**The task:** Output all the entries word for word. Omit the pictures.

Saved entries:
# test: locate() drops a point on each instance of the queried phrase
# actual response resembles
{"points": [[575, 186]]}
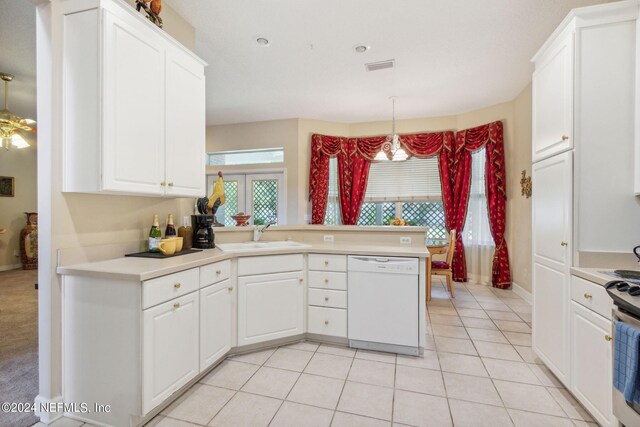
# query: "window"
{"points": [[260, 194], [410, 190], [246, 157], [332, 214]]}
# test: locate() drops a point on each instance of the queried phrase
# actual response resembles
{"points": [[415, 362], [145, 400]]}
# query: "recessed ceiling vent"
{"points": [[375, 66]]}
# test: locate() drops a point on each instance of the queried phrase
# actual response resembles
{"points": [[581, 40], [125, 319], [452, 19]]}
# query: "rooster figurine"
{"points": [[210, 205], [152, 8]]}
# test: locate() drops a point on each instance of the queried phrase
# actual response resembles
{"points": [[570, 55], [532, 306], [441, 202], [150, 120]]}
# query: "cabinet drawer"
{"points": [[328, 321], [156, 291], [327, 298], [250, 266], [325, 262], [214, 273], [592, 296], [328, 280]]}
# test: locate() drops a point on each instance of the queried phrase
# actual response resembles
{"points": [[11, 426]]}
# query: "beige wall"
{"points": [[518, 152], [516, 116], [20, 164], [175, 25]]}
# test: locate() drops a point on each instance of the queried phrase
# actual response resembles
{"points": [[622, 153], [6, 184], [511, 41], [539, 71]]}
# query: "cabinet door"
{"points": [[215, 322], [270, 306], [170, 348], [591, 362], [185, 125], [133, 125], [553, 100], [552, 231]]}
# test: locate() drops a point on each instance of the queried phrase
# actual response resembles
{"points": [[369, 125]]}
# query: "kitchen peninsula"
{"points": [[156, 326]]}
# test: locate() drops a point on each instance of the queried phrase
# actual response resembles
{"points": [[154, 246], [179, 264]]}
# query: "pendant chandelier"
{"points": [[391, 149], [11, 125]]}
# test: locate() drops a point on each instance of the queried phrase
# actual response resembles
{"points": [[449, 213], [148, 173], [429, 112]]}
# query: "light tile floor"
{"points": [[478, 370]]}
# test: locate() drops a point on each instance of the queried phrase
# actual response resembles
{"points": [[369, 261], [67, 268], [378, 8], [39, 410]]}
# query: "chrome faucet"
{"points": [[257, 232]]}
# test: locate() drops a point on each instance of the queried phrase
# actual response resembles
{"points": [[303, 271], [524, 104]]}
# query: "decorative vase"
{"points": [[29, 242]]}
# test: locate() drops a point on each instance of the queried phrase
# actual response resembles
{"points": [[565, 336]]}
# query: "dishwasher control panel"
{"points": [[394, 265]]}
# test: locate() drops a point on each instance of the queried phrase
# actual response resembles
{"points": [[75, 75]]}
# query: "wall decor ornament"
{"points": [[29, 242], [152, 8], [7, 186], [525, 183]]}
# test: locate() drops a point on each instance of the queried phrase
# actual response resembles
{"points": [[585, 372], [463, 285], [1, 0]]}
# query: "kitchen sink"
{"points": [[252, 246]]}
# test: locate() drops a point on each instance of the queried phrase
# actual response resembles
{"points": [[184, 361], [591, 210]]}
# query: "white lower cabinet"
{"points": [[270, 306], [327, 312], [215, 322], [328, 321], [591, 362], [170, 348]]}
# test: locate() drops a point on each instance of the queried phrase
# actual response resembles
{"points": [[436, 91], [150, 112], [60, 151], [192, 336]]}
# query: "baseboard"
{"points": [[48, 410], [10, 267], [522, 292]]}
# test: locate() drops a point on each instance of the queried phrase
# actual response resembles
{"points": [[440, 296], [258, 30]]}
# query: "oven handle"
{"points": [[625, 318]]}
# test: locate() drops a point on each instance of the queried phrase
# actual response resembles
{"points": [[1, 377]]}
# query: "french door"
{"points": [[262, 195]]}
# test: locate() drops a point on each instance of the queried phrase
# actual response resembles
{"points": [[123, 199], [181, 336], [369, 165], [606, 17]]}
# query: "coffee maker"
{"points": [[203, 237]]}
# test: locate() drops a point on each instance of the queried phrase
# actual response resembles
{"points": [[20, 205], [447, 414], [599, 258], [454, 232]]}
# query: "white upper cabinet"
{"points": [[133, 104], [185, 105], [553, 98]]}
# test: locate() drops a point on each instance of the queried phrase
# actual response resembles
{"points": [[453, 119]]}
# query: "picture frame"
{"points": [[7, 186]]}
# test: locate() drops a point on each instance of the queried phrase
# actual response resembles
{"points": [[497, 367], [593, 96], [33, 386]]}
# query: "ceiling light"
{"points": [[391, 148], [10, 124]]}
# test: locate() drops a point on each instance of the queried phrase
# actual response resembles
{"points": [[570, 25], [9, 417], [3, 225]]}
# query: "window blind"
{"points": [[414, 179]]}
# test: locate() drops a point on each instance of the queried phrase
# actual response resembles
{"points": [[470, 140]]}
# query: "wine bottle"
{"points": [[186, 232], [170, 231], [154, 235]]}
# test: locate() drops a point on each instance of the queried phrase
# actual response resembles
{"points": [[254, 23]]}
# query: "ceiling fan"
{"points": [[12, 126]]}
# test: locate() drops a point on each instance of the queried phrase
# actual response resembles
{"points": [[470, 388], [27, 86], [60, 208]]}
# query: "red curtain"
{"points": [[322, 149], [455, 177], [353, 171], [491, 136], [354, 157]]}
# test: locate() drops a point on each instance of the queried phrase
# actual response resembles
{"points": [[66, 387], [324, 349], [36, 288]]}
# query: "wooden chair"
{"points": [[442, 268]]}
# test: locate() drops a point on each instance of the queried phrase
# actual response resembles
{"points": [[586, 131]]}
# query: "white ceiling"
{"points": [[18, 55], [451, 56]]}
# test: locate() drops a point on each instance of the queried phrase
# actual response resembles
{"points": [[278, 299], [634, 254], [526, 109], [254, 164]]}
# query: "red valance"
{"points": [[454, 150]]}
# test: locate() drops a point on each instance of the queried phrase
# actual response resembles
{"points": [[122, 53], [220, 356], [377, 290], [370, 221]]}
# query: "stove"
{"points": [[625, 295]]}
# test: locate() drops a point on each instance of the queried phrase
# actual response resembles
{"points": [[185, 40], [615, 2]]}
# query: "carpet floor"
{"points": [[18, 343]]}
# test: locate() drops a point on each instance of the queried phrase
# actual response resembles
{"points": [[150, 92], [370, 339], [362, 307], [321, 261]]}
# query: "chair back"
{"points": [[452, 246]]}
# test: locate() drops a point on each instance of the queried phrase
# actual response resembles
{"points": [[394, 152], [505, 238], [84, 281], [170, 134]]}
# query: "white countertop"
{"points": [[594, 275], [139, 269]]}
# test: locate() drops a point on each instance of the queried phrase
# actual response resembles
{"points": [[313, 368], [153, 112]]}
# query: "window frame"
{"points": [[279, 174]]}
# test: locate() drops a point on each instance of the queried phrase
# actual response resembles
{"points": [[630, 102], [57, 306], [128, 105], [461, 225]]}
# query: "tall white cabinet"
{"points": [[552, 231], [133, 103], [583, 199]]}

**Output below:**
# test: locate() drops a point on each instance of the queried phrase
# actual response resembles
{"points": [[575, 186]]}
# query: "window"
{"points": [[260, 194], [410, 190], [246, 157], [332, 214]]}
# test: locate() drops a point on each instance of the queried phrase
# actual response resembles
{"points": [[415, 362], [145, 400]]}
# query: "recessed ceiling vent"
{"points": [[375, 66]]}
# test: locate() drops a point on each instance of the queried phrase
# actual response resembles
{"points": [[581, 40], [125, 319], [452, 19]]}
# query: "rooster figurine"
{"points": [[210, 205], [152, 8]]}
# test: locate() drops a point on each instance of the queried phrase
# actual response resembles
{"points": [[570, 55], [532, 306], [441, 202], [150, 120]]}
# query: "cabinet drawer"
{"points": [[328, 321], [156, 291], [327, 298], [250, 266], [325, 262], [214, 273], [592, 296], [328, 280]]}
# test: locate() drops a point on each instance of the queried phrase
# actual response resembles
{"points": [[11, 426]]}
# query: "beige wall"
{"points": [[518, 152], [516, 116], [20, 164], [175, 25]]}
# test: locate() drops a point on each instance of the queried phrase
# actual response resembles
{"points": [[622, 153], [6, 184], [511, 41], [539, 71]]}
# query: "cabinet door"
{"points": [[215, 322], [270, 306], [170, 348], [591, 362], [185, 125], [133, 125], [553, 100], [552, 231]]}
# test: locate() drops a point on each instance of the queried phrase
# actual response resembles
{"points": [[369, 125]]}
# query: "kitchen peninsula"
{"points": [[156, 326]]}
# test: locate() drops a point on each instance of the queried phrase
# actual response resembles
{"points": [[154, 246], [179, 264]]}
# query: "pendant chandelier"
{"points": [[391, 149], [11, 125]]}
# test: locate() drops a point on each instance of the queried phrase
# actual response resembles
{"points": [[449, 213], [148, 173], [429, 112]]}
# query: "light tile floor"
{"points": [[478, 370]]}
# test: locate() drops a point on each instance of the queried phrase
# actual response resembles
{"points": [[369, 261], [67, 268], [378, 8], [39, 410]]}
# query: "chrome faucet"
{"points": [[257, 232]]}
# test: locate() drops a point on each instance of the queried phrase
# actual response resembles
{"points": [[303, 271], [524, 104]]}
# query: "decorative vase"
{"points": [[29, 242]]}
# test: locate() drops a point on each instance of the queried phrase
# actual response resembles
{"points": [[565, 336]]}
# query: "dishwasher control panel"
{"points": [[394, 265]]}
# test: locate() drops a point on each instance of the queried phrase
# actual response resembles
{"points": [[75, 75]]}
# query: "wall decor ornament"
{"points": [[29, 242], [152, 8], [7, 186], [525, 183]]}
# test: locate() drops a point on each instance of the queried phrase
# actual response resembles
{"points": [[585, 372], [463, 285], [1, 0]]}
# query: "kitchen sink"
{"points": [[252, 246]]}
# test: locate() drops a point on each instance of the queried phrase
# actual response resembles
{"points": [[184, 361], [591, 210]]}
# query: "white lower cabinet"
{"points": [[270, 306], [327, 312], [215, 322], [328, 321], [591, 362], [170, 348]]}
# test: locate() drops a point on each instance of the queried phrase
# actual response resembles
{"points": [[436, 91], [150, 112], [60, 151], [192, 336]]}
# query: "baseboard"
{"points": [[48, 410], [10, 267], [522, 292]]}
# test: locate() drops a point on each instance of the queried phrase
# actual response resembles
{"points": [[440, 296], [258, 30]]}
# query: "oven handle"
{"points": [[625, 318]]}
# test: locate() drops a point on each instance of the queried phrase
# actual response resembles
{"points": [[1, 377]]}
# query: "french door"
{"points": [[262, 195]]}
# test: locate() drops a point on each instance of the queried phrase
# actual response resembles
{"points": [[123, 199], [181, 336], [369, 165], [606, 17]]}
# query: "coffee maker"
{"points": [[203, 237]]}
# test: locate() drops a point on each instance of the queried phrase
# actual response resembles
{"points": [[20, 205], [447, 414], [599, 258], [454, 232]]}
# query: "white upper cabinet"
{"points": [[133, 104], [185, 105], [553, 98]]}
# test: locate() drops a point on each instance of the queried phrase
# actual response resembles
{"points": [[453, 119]]}
# query: "picture frame"
{"points": [[7, 186]]}
# test: locate() drops a point on each instance of the queried phrase
# actual response resembles
{"points": [[497, 367], [593, 96], [33, 386]]}
# query: "ceiling light"
{"points": [[391, 148], [10, 124]]}
# test: locate() drops a point on each instance of the queried phrase
# actual response resembles
{"points": [[570, 25], [9, 417], [3, 225]]}
# query: "window blind"
{"points": [[414, 179]]}
# test: locate() drops a point on each instance of the queried phrase
# actual response resembles
{"points": [[470, 140]]}
# query: "wine bottle"
{"points": [[186, 232], [170, 231], [154, 235]]}
# test: locate() drops a point on each instance of the queried phrase
# actual response resembles
{"points": [[254, 23]]}
# query: "ceiling fan"
{"points": [[12, 126]]}
# test: locate() drops a point on each instance of the queried phrase
# actual response resembles
{"points": [[470, 388], [27, 86], [60, 208]]}
# query: "red curtain"
{"points": [[322, 149], [455, 177], [353, 171], [491, 136], [354, 157]]}
# test: locate() drops a point on each instance of the queried phrase
# actual response resembles
{"points": [[66, 387], [324, 349], [36, 288]]}
# query: "wooden chair"
{"points": [[442, 268]]}
# test: locate() drops a point on each instance of the queried phrase
# actual response resembles
{"points": [[586, 131]]}
# query: "white ceiling"
{"points": [[18, 55], [451, 56]]}
# test: locate() drops a point on each instance of the queried phrase
# actual response resembles
{"points": [[278, 299], [634, 254], [526, 109], [254, 164]]}
# query: "red valance"
{"points": [[454, 150]]}
# test: locate() drops a point on each instance of the queried phrase
# actual response resembles
{"points": [[122, 53], [220, 356], [377, 290], [370, 221]]}
# query: "stove"
{"points": [[625, 295]]}
# test: locate() drops a point on each instance of the queried phrase
# actual response resembles
{"points": [[185, 40], [615, 2]]}
# query: "carpet floor"
{"points": [[18, 343]]}
# test: locate() drops a point on each instance of the queried phrase
# actual response resembles
{"points": [[150, 92], [370, 339], [362, 307], [321, 261]]}
# query: "chair back"
{"points": [[452, 246]]}
# test: locate() drops a point on each instance of the queried phrase
# actual response resembles
{"points": [[394, 152], [505, 238], [84, 281], [170, 134]]}
# query: "white countertop"
{"points": [[594, 275], [139, 269]]}
# test: locate() drops a point on each instance of the queried phrase
# actual response resembles
{"points": [[313, 368], [153, 112]]}
# query: "window frame"
{"points": [[279, 174]]}
# test: locate() drops a point on each instance of the queried phrase
# actual response resembles
{"points": [[630, 102], [57, 306], [128, 105], [461, 225]]}
# query: "tall white cabinet"
{"points": [[552, 231], [133, 103], [583, 199]]}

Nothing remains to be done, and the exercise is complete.